#### What the task requires:
Retype the passage of the puppy socialization article that runs from "- Get your puppy" up to and including "white coat syndrome.", word for word.

(Beginning of Passage to read)

Puppy Socialization: The First Step to a Well-Adjusted Dog
By: Jeff Noce, Voyce President
Most of us find them irresistible with their big eyes, soft ears and insatiable curiosity about the world around them.
Like children, puppies soak up everything – good and bad – so this is a critical time in their development. Therefore, it’s important to put effort and energy into teaching them skills and behaviors that will stay with them for the rest of their lives. While it may be tempting to put it off, the type of adult dog you will eventually have is largely determined by what you do with your puppy now.
Socialization is one of the best things you will ever do for your puppy. A well-socialized dog is able to meet and greet humans, children and other dogs in a polite, calm way. He or she also has the skills to appropriately deal with new situations, people or objects.
Some owners think that socialization is as simple as putting their puppy in lots of new situations and meeting lots of people and other dogs. While that is part of the equation, the real key is to make sure the experience is a positive one.
For example, instead of setting them down in the middle of the dog park and letting them become overwhelmed and possibly frightened, opt for a more controlled approach. Ask a friend to bring her dog-friendly dog over for a play date or enroll in a puppy class at your local training facility. Experiences like these will help create positive associations for your pup.
Other ideas for socialization are:
- Invite people over to meet your pup. The more diverse, the better. Try to make sure your puppy gets to know men, women and children of different ages, ethnicities, sizes and manner of dress.
- Take your puppy with you to pet-friendly stores and let him explore the aisles, ride in the basket (if he’s not too big), and meet other pets and people.
- Alter things in your environment to help him learn to adapt to change. For example, leave an open umbrella in the backyard, move a chair to a different part of the room or hang something from the ceiling.
- Get your puppy used to loud or unexpected sounds by playing different types of music, slamming the door, popping a balloon, etc. Avoid scaring your puppy by keeping sounds low or far away at first.
- Take him to the vet between visits for treats and love from the staff. This will help him view the clinic as something to look forward to and may reduce white coat syndrome.
- Teach your puppy to tolerate grooming and handling. Touch his paws and ears often, raise his lips to examine his teeth, gently brush him, bathe him, and clip his nails regularly.
Remember, never just throw your puppy into an unfamiliar setting or situation. Instead, gradually increase his exposure and give plenty of encouragement, praise and treats. Always watch him for signs of stress and remove him if he seems overly anxious. End the experience on a positive note and try again on another day.

(End of Passage to read)
(Beginning of Data extracts)

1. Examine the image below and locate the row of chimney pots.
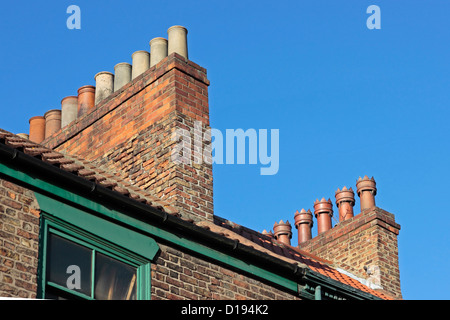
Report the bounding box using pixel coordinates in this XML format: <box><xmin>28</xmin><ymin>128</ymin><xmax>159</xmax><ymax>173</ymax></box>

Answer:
<box><xmin>263</xmin><ymin>176</ymin><xmax>377</xmax><ymax>245</ymax></box>
<box><xmin>23</xmin><ymin>26</ymin><xmax>188</xmax><ymax>143</ymax></box>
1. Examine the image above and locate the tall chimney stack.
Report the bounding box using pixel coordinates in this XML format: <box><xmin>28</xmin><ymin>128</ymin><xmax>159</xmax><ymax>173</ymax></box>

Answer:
<box><xmin>294</xmin><ymin>209</ymin><xmax>313</xmax><ymax>243</ymax></box>
<box><xmin>314</xmin><ymin>198</ymin><xmax>333</xmax><ymax>234</ymax></box>
<box><xmin>29</xmin><ymin>116</ymin><xmax>45</xmax><ymax>143</ymax></box>
<box><xmin>356</xmin><ymin>176</ymin><xmax>377</xmax><ymax>211</ymax></box>
<box><xmin>335</xmin><ymin>186</ymin><xmax>355</xmax><ymax>222</ymax></box>
<box><xmin>273</xmin><ymin>220</ymin><xmax>292</xmax><ymax>245</ymax></box>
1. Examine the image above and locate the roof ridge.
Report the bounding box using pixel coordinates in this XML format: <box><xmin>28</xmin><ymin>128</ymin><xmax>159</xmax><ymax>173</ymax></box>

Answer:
<box><xmin>0</xmin><ymin>129</ymin><xmax>178</xmax><ymax>215</ymax></box>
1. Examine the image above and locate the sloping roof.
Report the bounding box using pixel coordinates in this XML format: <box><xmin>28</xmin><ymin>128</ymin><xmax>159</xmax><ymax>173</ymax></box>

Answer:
<box><xmin>0</xmin><ymin>129</ymin><xmax>392</xmax><ymax>299</ymax></box>
<box><xmin>0</xmin><ymin>129</ymin><xmax>178</xmax><ymax>214</ymax></box>
<box><xmin>209</xmin><ymin>216</ymin><xmax>393</xmax><ymax>300</ymax></box>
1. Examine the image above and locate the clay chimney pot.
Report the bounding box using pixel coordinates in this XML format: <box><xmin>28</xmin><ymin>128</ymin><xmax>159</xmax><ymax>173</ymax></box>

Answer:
<box><xmin>314</xmin><ymin>198</ymin><xmax>333</xmax><ymax>234</ymax></box>
<box><xmin>273</xmin><ymin>220</ymin><xmax>292</xmax><ymax>245</ymax></box>
<box><xmin>44</xmin><ymin>109</ymin><xmax>61</xmax><ymax>139</ymax></box>
<box><xmin>29</xmin><ymin>116</ymin><xmax>45</xmax><ymax>143</ymax></box>
<box><xmin>294</xmin><ymin>209</ymin><xmax>313</xmax><ymax>243</ymax></box>
<box><xmin>78</xmin><ymin>86</ymin><xmax>95</xmax><ymax>118</ymax></box>
<box><xmin>335</xmin><ymin>186</ymin><xmax>355</xmax><ymax>222</ymax></box>
<box><xmin>356</xmin><ymin>176</ymin><xmax>377</xmax><ymax>211</ymax></box>
<box><xmin>61</xmin><ymin>96</ymin><xmax>78</xmax><ymax>128</ymax></box>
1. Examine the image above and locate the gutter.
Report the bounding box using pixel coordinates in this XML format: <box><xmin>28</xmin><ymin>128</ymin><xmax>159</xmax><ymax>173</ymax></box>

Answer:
<box><xmin>0</xmin><ymin>143</ymin><xmax>379</xmax><ymax>299</ymax></box>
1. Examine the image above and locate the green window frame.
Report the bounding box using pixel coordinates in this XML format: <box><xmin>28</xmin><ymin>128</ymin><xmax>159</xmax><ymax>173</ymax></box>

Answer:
<box><xmin>39</xmin><ymin>213</ymin><xmax>150</xmax><ymax>300</ymax></box>
<box><xmin>37</xmin><ymin>194</ymin><xmax>160</xmax><ymax>300</ymax></box>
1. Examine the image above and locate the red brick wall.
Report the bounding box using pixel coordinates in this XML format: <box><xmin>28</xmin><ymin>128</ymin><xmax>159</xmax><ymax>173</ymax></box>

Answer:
<box><xmin>43</xmin><ymin>54</ymin><xmax>213</xmax><ymax>220</ymax></box>
<box><xmin>299</xmin><ymin>207</ymin><xmax>401</xmax><ymax>298</ymax></box>
<box><xmin>0</xmin><ymin>180</ymin><xmax>40</xmax><ymax>298</ymax></box>
<box><xmin>152</xmin><ymin>244</ymin><xmax>299</xmax><ymax>300</ymax></box>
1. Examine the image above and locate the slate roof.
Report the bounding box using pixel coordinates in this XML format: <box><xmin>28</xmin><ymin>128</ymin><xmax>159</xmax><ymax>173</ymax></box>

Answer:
<box><xmin>0</xmin><ymin>129</ymin><xmax>392</xmax><ymax>299</ymax></box>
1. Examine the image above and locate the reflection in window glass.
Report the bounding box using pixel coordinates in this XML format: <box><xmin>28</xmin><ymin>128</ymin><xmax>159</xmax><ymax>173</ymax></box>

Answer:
<box><xmin>47</xmin><ymin>234</ymin><xmax>92</xmax><ymax>296</ymax></box>
<box><xmin>94</xmin><ymin>253</ymin><xmax>137</xmax><ymax>300</ymax></box>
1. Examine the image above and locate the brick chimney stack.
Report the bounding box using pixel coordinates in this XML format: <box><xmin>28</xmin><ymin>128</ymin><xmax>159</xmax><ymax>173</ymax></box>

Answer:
<box><xmin>39</xmin><ymin>26</ymin><xmax>214</xmax><ymax>221</ymax></box>
<box><xmin>273</xmin><ymin>220</ymin><xmax>292</xmax><ymax>245</ymax></box>
<box><xmin>314</xmin><ymin>198</ymin><xmax>333</xmax><ymax>234</ymax></box>
<box><xmin>294</xmin><ymin>209</ymin><xmax>313</xmax><ymax>243</ymax></box>
<box><xmin>356</xmin><ymin>176</ymin><xmax>377</xmax><ymax>211</ymax></box>
<box><xmin>335</xmin><ymin>186</ymin><xmax>355</xmax><ymax>222</ymax></box>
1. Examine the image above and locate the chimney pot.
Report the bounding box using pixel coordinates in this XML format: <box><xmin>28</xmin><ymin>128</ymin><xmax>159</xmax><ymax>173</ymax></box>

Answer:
<box><xmin>78</xmin><ymin>86</ymin><xmax>95</xmax><ymax>118</ymax></box>
<box><xmin>16</xmin><ymin>133</ymin><xmax>30</xmax><ymax>139</ymax></box>
<box><xmin>150</xmin><ymin>37</ymin><xmax>168</xmax><ymax>67</ymax></box>
<box><xmin>167</xmin><ymin>26</ymin><xmax>188</xmax><ymax>60</ymax></box>
<box><xmin>44</xmin><ymin>109</ymin><xmax>61</xmax><ymax>139</ymax></box>
<box><xmin>114</xmin><ymin>62</ymin><xmax>131</xmax><ymax>92</ymax></box>
<box><xmin>273</xmin><ymin>220</ymin><xmax>292</xmax><ymax>245</ymax></box>
<box><xmin>61</xmin><ymin>96</ymin><xmax>78</xmax><ymax>128</ymax></box>
<box><xmin>29</xmin><ymin>116</ymin><xmax>45</xmax><ymax>143</ymax></box>
<box><xmin>94</xmin><ymin>71</ymin><xmax>114</xmax><ymax>105</ymax></box>
<box><xmin>314</xmin><ymin>198</ymin><xmax>333</xmax><ymax>234</ymax></box>
<box><xmin>294</xmin><ymin>209</ymin><xmax>313</xmax><ymax>243</ymax></box>
<box><xmin>335</xmin><ymin>186</ymin><xmax>355</xmax><ymax>222</ymax></box>
<box><xmin>356</xmin><ymin>176</ymin><xmax>377</xmax><ymax>211</ymax></box>
<box><xmin>131</xmin><ymin>50</ymin><xmax>150</xmax><ymax>80</ymax></box>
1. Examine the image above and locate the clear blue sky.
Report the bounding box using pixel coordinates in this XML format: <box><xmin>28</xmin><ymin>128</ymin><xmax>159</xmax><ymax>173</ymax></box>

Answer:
<box><xmin>0</xmin><ymin>0</ymin><xmax>450</xmax><ymax>299</ymax></box>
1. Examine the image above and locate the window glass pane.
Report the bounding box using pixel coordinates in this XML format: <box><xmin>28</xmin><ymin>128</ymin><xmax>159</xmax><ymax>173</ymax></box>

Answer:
<box><xmin>94</xmin><ymin>253</ymin><xmax>137</xmax><ymax>300</ymax></box>
<box><xmin>47</xmin><ymin>234</ymin><xmax>92</xmax><ymax>296</ymax></box>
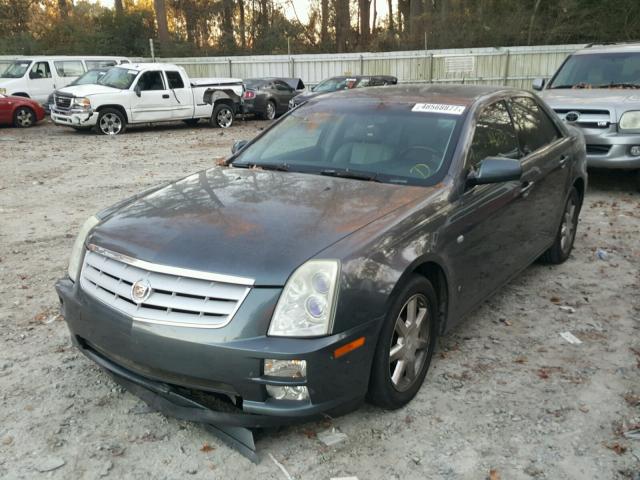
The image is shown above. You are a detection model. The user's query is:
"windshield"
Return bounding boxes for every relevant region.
[0,60,31,78]
[549,52,640,88]
[71,70,107,85]
[98,67,138,90]
[311,77,356,93]
[233,100,463,185]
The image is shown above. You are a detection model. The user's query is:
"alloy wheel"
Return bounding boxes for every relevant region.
[100,113,122,135]
[16,108,34,128]
[216,107,233,128]
[389,293,431,392]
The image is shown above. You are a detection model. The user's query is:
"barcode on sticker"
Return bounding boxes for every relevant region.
[411,103,464,115]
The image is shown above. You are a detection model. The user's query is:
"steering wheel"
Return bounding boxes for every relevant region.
[398,145,442,178]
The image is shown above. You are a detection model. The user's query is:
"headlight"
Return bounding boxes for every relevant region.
[269,260,340,337]
[618,111,640,130]
[73,97,91,110]
[67,215,100,282]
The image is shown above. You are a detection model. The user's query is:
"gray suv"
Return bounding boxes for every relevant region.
[533,43,640,188]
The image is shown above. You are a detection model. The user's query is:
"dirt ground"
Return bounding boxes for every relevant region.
[0,117,640,480]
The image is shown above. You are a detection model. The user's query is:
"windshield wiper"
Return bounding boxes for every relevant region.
[231,162,289,172]
[320,169,380,182]
[596,82,640,88]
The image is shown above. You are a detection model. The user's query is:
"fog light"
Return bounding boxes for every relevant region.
[264,359,307,378]
[267,385,309,400]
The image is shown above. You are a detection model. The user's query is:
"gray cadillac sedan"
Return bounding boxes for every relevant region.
[57,85,587,458]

(End of Data extracts)

#### Written solution:
- Get your puppy used to loud or unexpected sounds by playing different types of music, slamming the door, popping a balloon, etc. Avoid scaring your puppy by keeping sounds low or far away at first.
- Take him to the vet between visits for treats and love from the staff. This will help him view the clinic as something to look forward to and may reduce white coat syndrome.